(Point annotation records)

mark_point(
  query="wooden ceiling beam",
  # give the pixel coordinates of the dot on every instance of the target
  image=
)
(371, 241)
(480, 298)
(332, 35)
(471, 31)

EXERCISE GOAL: Reproduce every line of the data above, requests included, and offset each coordinate in the answers by adding 48 to it.

ANSWER TO THIS EXERCISE:
mark_point(
  query="wooden ceiling beam",
  # give the pixel coordinates of the dot on every instance of the target
  image=
)
(419, 289)
(528, 346)
(380, 83)
(519, 79)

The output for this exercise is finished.